(Location identification entries)
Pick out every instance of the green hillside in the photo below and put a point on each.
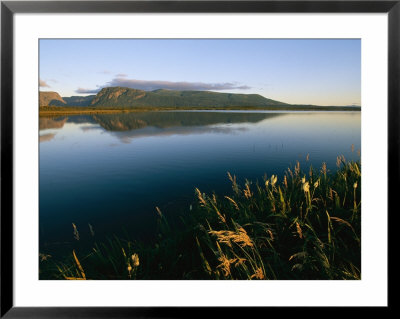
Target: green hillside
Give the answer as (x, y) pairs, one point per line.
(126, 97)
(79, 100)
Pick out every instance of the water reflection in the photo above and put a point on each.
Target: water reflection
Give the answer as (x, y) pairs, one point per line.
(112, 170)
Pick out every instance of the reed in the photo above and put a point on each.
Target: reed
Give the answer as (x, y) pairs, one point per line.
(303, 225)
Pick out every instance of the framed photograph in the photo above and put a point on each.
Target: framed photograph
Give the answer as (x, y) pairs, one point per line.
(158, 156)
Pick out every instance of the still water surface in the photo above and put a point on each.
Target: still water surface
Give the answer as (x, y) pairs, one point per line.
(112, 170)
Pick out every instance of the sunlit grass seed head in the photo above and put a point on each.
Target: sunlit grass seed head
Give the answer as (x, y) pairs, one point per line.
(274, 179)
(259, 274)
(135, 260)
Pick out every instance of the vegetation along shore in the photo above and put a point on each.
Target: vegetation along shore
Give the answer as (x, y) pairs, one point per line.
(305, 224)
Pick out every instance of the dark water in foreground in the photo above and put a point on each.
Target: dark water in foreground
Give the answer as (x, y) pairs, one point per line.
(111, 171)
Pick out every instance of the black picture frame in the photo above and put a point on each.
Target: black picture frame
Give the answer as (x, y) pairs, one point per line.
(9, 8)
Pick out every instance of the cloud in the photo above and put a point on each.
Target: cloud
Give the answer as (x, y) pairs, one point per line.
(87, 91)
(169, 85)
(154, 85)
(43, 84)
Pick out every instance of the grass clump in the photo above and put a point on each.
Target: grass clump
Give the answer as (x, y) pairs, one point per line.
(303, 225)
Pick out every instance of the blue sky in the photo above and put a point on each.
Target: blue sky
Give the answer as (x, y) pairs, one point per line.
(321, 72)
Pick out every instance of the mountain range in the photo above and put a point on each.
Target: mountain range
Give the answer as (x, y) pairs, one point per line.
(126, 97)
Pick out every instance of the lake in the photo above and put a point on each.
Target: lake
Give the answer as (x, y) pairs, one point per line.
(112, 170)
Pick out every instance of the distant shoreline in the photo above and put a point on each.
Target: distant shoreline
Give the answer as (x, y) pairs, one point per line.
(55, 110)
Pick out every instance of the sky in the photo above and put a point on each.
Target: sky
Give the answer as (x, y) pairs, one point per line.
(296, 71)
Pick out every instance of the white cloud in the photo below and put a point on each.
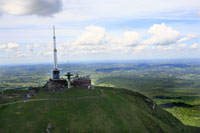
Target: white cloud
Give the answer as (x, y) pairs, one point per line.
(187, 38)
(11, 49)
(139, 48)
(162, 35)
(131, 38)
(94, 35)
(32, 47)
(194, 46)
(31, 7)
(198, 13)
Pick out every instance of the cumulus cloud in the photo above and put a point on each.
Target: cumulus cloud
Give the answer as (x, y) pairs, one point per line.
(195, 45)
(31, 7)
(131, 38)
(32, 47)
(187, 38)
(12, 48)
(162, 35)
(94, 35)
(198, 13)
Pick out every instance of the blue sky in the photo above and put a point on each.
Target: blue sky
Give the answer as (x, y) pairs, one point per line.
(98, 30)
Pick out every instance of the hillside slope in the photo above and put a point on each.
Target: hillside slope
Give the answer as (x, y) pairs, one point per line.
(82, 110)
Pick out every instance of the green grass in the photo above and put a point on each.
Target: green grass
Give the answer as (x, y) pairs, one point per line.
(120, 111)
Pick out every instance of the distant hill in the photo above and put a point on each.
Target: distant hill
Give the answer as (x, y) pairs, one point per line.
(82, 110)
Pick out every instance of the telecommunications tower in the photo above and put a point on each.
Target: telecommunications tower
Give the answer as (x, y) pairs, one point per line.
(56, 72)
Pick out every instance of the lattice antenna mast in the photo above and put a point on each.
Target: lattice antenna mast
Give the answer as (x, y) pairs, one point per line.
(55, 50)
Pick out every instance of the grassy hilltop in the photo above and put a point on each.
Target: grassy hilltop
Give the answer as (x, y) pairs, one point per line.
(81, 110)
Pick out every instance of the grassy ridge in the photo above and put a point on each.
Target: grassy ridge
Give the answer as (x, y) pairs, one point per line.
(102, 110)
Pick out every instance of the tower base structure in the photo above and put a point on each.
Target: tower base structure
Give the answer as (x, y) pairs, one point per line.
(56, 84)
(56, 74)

• _Goal_
For this exercise, please retype exactly the lines in the listing from the line with "Pick out every instance of the grassy hilltop" through its last line, both ends included.

• _Reply to the exercise_
Pick out every instance of the grassy hilltop in the photo above and put a point on each.
Target: grassy hilltop
Give the answer as (x, y) pairs, one point per line.
(81, 110)
Pick out every instance of the grassy ridge in the photo above and put a point on each.
Target: grassy ridge
Give the answer as (x, y) pairs, one point per line.
(102, 110)
Pick out every instance of the tower base structure in the photo above and put a point on each.
Target: tower base structure
Give the answer as (x, y) pairs, one point per line.
(56, 84)
(56, 74)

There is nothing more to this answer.